What is asked:
Print the material below word for word, and leave the pictures out.

Record set:
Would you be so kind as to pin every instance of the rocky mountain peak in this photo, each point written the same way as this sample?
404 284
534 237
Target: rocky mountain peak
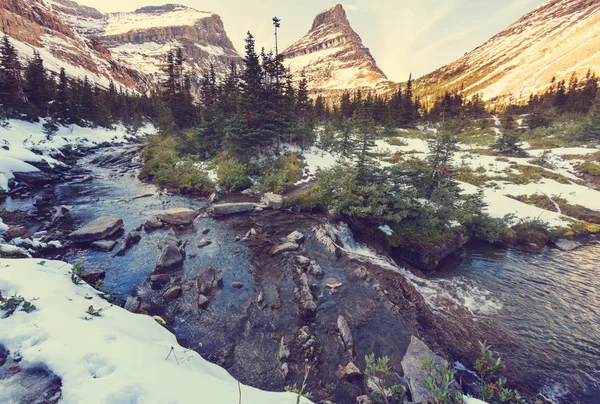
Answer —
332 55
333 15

Exercise response:
Would you be so kind as to pin every instance of the rocky mountain peak in this photo, each point written the same way as this sample?
404 284
534 237
Target: rocky mountain peak
Answer —
332 55
333 15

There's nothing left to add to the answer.